### Exercise task:
Rewrite the records below, changing every "annotate" to "mark" and leaving everything else as it is.

* start *

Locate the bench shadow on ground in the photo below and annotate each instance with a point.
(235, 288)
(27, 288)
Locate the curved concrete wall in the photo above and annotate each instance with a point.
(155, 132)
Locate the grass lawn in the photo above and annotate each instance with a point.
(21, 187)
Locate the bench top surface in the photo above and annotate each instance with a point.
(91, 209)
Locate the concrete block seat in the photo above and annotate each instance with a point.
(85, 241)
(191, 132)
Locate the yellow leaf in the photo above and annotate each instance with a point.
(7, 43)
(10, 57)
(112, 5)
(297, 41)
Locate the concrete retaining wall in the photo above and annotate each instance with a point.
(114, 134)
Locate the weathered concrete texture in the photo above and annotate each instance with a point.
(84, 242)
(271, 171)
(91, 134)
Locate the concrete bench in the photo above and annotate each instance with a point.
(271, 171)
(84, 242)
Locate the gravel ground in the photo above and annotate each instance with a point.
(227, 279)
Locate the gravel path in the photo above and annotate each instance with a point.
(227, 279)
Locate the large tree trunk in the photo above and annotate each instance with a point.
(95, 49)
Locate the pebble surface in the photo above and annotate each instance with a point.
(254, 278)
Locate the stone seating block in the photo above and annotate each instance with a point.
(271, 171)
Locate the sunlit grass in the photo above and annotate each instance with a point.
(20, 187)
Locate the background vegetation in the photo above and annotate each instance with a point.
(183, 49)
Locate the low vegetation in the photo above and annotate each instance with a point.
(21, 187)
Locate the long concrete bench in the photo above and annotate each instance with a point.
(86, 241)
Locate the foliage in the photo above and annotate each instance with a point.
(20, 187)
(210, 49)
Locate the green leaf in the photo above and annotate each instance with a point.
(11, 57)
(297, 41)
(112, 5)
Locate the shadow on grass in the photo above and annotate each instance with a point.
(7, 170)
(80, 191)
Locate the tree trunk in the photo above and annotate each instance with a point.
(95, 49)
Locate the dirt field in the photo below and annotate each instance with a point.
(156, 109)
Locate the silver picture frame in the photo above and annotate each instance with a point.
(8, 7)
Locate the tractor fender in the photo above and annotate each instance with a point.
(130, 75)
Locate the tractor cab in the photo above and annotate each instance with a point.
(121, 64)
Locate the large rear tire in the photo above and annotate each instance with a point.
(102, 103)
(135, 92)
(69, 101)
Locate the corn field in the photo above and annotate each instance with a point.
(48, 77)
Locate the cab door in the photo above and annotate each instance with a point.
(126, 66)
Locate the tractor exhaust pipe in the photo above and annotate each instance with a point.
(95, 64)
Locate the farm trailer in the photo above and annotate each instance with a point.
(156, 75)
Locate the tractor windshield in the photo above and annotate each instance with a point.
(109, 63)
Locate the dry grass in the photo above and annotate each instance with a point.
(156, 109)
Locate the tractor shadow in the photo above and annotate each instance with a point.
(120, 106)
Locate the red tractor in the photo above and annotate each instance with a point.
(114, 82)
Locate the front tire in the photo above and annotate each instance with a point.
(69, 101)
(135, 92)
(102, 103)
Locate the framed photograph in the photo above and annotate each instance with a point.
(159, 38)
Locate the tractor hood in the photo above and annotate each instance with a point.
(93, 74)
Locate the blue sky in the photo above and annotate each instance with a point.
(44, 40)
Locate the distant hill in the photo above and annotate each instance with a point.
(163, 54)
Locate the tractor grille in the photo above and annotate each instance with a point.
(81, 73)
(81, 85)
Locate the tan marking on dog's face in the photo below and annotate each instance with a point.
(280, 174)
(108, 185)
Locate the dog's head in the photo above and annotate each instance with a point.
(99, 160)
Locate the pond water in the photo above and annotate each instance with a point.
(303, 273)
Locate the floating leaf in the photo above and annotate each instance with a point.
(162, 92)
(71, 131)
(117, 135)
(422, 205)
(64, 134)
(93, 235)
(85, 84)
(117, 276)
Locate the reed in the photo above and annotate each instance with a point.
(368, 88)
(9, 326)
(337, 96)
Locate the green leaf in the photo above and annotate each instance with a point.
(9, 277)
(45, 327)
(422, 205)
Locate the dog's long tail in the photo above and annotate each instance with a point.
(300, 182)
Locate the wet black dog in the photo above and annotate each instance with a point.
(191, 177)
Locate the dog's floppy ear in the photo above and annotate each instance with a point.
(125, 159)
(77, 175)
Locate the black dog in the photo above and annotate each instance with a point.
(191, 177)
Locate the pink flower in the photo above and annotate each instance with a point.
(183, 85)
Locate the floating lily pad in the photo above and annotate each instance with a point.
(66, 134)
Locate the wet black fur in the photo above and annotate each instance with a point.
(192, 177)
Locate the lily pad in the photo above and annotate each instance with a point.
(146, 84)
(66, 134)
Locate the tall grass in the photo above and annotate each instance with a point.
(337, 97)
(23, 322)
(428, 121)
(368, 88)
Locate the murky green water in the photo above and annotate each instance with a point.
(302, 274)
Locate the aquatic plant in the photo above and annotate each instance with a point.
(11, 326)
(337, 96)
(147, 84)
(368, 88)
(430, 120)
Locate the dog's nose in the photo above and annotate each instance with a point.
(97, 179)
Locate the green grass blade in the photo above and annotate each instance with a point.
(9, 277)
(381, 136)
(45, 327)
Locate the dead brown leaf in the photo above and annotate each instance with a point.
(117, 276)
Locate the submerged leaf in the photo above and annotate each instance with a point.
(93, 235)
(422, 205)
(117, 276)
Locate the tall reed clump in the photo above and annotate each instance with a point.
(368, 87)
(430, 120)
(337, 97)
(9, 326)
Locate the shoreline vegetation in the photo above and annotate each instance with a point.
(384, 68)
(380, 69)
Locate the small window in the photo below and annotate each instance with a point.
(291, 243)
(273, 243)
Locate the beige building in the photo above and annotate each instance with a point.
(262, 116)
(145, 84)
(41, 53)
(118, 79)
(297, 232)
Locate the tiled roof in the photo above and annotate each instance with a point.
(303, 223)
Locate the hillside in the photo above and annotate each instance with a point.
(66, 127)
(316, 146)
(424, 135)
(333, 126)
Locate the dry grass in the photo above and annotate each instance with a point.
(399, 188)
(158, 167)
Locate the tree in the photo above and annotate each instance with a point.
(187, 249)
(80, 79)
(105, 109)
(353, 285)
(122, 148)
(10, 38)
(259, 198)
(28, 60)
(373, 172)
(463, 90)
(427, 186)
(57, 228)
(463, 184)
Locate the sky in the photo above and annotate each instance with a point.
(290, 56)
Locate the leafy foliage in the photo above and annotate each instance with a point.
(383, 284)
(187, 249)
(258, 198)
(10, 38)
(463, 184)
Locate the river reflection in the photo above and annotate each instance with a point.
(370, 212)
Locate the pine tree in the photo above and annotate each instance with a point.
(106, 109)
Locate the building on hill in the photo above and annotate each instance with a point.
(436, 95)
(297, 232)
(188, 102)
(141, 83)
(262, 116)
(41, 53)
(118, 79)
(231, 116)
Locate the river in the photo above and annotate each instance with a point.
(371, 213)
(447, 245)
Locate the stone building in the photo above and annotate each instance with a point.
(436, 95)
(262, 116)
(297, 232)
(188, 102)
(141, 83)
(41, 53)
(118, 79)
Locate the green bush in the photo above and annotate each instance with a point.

* end *

### Result for this exercise:
Locate the bench shadow on ground in the photo below and mark each instance with a point.
(235, 288)
(27, 288)
Locate the curved concrete wall in the photo above and mark each instance with a point.
(155, 132)
Locate the grass lawn in the photo above and mark each instance with a point.
(21, 187)
Locate the bench top surface in the photo above and mark each instance with a point.
(91, 209)
Locate the concrete block seat in the photo above and mark each instance with a point.
(85, 241)
(191, 132)
Locate the yellow leaf in the photo above and mark each instance with a point.
(7, 43)
(10, 57)
(112, 5)
(297, 41)
Locate the concrete retaining wall in the photo above and mark each instance with a point.
(114, 134)
Locate the weathered concrete texture in the photo above and mark each instance with a point.
(84, 242)
(271, 171)
(91, 134)
Locate the concrete bench in the photo above and mark each instance with a point.
(271, 171)
(84, 242)
Locate the gravel ground in the photo above and mark each instance with a point.
(227, 279)
Locate the gravel path in the photo above and mark each instance with a point.
(227, 279)
Locate the large tree trunk in the photo above and mark each instance with a point.
(95, 49)
Locate the pebble surface in the photo above and mark each instance with a point.
(254, 278)
Locate the stone seating block in the photo above and mark each instance with a point.
(271, 171)
Locate the sunlit grass in the photo above and mark each instance with a point.
(20, 187)
Locate the background vegetation in the photo above and mark each instance with a point.
(183, 49)
Locate the low vegetation in the photo above and mark each instance with a point.
(21, 187)
Locate the long concrete bench in the photo above and mark each instance with a point.
(86, 241)
Locate the foliage in the photo above and mark each instance with a point.
(20, 187)
(210, 49)
Locate the green leaf in the photo above and mark each instance with a point.
(11, 57)
(297, 41)
(112, 5)
Locate the shadow on grass in the photo above and mark each instance with a point.
(7, 170)
(80, 191)
Locate the tree trunk in the photo above and mark each instance with a point.
(95, 49)
Locate the dirt field in the photo below and mark each instance with a point.
(156, 109)
Locate the silver picture frame in the photo above and mark each instance with a point.
(8, 7)
Locate the tractor fender in the photo above and mark each instance with a point.
(130, 75)
Locate the tractor cab in the photo above and mark each instance with a point.
(121, 64)
Locate the large rear tire in the photo above and mark each instance with a point.
(102, 103)
(135, 92)
(69, 101)
Locate the corn field in the photo above and mark each instance with a point.
(48, 77)
Locate the cab door in the photo above and mark each instance with a point.
(126, 66)
Locate the tractor exhaust pipe in the photo above and mark each instance with a point.
(95, 64)
Locate the farm trailer in the photo above and mark each instance with a point.
(156, 75)
Locate the tractor windshield in the photo above and mark each instance with a point.
(109, 63)
Locate the dry grass in the photo above and mark each instance with a point.
(156, 109)
Locate the tractor shadow in the photo above and mark each instance with a point.
(120, 106)
Locate the red tractor in the photo above and mark each instance with a point.
(114, 82)
Locate the front tire in the photo above and mark each instance with a point.
(69, 101)
(135, 92)
(102, 103)
Locate the framed photograph in the photo above and mark each instance with a point.
(159, 38)
Locate the tractor hood in the photo above and mark each instance with a point.
(93, 74)
Locate the blue sky in the photo above and mark each instance with a point.
(44, 40)
Locate the distant hill in the photo above and mark each instance with a point.
(163, 54)
Locate the tractor grille in the photo above and mark each instance with a point.
(81, 73)
(81, 85)
Locate the tan marking on dog's face in the photo below and mark each instance with a point.
(280, 174)
(108, 185)
Locate the dog's head in the photo above and mark each instance with a point.
(99, 160)
Locate the pond water in the photo above and mark each instance with a point.
(303, 273)
Locate the floating leaf in the photo above and mark each instance with a point.
(162, 92)
(71, 131)
(117, 135)
(422, 205)
(64, 134)
(93, 235)
(85, 84)
(117, 276)
Locate the reed in the photo above and mark each instance with a point.
(368, 88)
(9, 326)
(337, 96)
Locate the green leaf in the photo above and mark each instance with a point.
(9, 277)
(45, 327)
(422, 205)
Locate the dog's long tail in the photo above and mark each instance with a point.
(300, 182)
Locate the wet black dog in the photo above and mark each instance with a point.
(191, 177)
Locate the dog's floppy ear in the photo above and mark each instance with a point.
(125, 159)
(77, 175)
Locate the black dog in the photo above and mark each instance with a point.
(191, 177)
Locate the pink flower in the photo above and mark each instance with a point.
(183, 85)
Locate the floating lily pad in the photo above and mark each instance with a point.
(66, 134)
Locate the wet black fur in the photo above and mark each instance with a point.
(192, 177)
Locate the lily pad in the photo above and mark each instance with a point.
(146, 84)
(66, 134)
Locate the tall grass in the photo above and mark each instance with a point.
(337, 97)
(23, 322)
(428, 121)
(368, 88)
Locate the murky green water in the photo above and mark each instance with a point.
(302, 274)
Locate the aquatic plant in the photo above and mark each instance with a point.
(11, 326)
(337, 96)
(147, 84)
(368, 88)
(430, 120)
Locate the dog's nose in the photo above and mark each instance with a point.
(97, 179)
Locate the green grass blade in the photo above and mark each instance with a point.
(9, 277)
(381, 136)
(45, 327)
Locate the dead brown leaf in the photo above and mark each instance with a point.
(117, 276)
Locate the submerged leaf in the photo above and mark each instance with a point.
(93, 235)
(422, 205)
(117, 276)
Locate the tall reed clump in the photo above and mark each instance with a point.
(368, 87)
(430, 120)
(337, 97)
(9, 326)
Locate the shoreline vegetation in the photo above and mark each instance with a point.
(384, 68)
(380, 69)
Locate the small window in the photo below and mark each instance with a point.
(291, 243)
(273, 243)
Locate the beige building in the photo above and mark each instance with a point.
(262, 116)
(145, 84)
(41, 53)
(118, 79)
(297, 232)
Locate the tiled roof in the photo above and mark each instance with a point.
(303, 223)
Locate the hillside in the photo above and mark each instance with a point.
(66, 127)
(316, 146)
(424, 135)
(333, 126)
Locate the dry grass in the photo above and mark each instance with a point.
(399, 188)
(158, 167)
Locate the tree in the photo above and mark each instance with a point.
(187, 249)
(80, 79)
(105, 109)
(353, 285)
(122, 148)
(10, 38)
(259, 198)
(28, 60)
(373, 172)
(463, 90)
(427, 186)
(57, 228)
(463, 184)
Locate the sky in the photo above and mark each instance with a point.
(290, 56)
Locate the leafy foliage in the photo above and mark each instance with a point.
(383, 284)
(187, 249)
(258, 198)
(10, 38)
(463, 184)
Locate the river reflection in the photo above and mark each instance with a point.
(370, 212)
Locate the pine tree in the photo above and mark each instance with a point.
(106, 109)
Locate the building on hill in the photo above and mark each instance with a point.
(436, 95)
(297, 232)
(188, 102)
(141, 83)
(262, 116)
(41, 53)
(118, 79)
(231, 116)
Locate the river in the photo above and mark each instance with a point.
(371, 213)
(447, 245)
Locate the stone building in the photo above and mark each instance with a point.
(436, 95)
(262, 116)
(297, 232)
(188, 102)
(141, 83)
(41, 53)
(118, 79)
Locate the green bush in the photo above and mark each instance with a point.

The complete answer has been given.